◆ **Available data**:
----
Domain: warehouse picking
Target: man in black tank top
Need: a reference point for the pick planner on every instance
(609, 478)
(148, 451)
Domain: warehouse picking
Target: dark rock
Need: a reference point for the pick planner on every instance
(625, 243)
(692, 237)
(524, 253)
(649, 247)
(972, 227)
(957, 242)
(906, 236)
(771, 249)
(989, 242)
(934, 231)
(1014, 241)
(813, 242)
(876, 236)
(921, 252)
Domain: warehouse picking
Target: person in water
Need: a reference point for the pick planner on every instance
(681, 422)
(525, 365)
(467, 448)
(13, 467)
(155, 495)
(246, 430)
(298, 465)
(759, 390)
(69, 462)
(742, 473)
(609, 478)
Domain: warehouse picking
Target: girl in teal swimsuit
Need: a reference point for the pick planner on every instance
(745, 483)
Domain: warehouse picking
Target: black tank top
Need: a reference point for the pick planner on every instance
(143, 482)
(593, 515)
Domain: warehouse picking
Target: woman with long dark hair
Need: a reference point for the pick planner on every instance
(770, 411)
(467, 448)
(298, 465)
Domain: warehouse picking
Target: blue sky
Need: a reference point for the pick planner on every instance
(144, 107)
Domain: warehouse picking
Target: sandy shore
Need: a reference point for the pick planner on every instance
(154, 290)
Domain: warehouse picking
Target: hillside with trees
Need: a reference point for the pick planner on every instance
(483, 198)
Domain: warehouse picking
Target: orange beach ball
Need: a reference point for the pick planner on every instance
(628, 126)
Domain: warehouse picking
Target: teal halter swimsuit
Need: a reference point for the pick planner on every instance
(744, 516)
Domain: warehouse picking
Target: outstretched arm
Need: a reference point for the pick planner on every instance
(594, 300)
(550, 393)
----
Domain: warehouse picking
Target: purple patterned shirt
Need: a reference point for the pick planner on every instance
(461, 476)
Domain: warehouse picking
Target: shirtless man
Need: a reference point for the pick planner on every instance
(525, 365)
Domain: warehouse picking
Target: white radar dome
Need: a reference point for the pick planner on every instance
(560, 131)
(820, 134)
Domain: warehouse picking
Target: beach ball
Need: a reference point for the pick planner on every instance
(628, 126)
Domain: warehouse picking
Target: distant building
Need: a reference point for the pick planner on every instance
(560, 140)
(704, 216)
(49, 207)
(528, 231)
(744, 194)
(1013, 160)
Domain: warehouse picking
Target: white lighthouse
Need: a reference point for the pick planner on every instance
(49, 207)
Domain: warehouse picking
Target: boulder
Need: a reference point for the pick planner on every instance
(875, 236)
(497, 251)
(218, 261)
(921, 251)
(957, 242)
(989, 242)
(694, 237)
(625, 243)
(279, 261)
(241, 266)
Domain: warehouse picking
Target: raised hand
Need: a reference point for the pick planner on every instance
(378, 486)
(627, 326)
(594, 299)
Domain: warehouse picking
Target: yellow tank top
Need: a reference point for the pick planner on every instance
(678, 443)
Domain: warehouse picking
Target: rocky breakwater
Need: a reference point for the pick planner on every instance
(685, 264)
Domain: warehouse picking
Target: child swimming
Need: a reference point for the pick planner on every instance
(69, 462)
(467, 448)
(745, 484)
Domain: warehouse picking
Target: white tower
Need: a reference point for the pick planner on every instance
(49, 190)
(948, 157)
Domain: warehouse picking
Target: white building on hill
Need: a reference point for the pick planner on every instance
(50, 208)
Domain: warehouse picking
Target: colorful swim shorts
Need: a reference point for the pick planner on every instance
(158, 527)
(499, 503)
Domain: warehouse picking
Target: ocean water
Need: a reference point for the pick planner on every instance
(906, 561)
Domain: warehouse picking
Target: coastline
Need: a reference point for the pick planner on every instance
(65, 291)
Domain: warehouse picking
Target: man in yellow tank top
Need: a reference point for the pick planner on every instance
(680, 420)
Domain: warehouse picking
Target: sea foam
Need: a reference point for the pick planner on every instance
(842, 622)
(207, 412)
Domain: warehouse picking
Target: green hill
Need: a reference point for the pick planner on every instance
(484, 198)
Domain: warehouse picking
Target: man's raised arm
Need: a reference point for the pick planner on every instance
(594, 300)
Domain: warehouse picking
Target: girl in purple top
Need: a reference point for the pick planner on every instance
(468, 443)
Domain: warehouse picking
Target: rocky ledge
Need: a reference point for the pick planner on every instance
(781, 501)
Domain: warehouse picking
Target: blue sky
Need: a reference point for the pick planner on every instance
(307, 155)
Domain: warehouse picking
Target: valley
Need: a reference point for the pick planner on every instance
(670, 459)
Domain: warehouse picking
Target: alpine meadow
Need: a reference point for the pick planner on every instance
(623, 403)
----
◆ **What to produce**: Locate each line in the items above that contains the word "girl", matching case exactly, and copy those lines out.

◆ **Response to this exercise**:
Target: girl in teal swimsuit
Target: girl in purple top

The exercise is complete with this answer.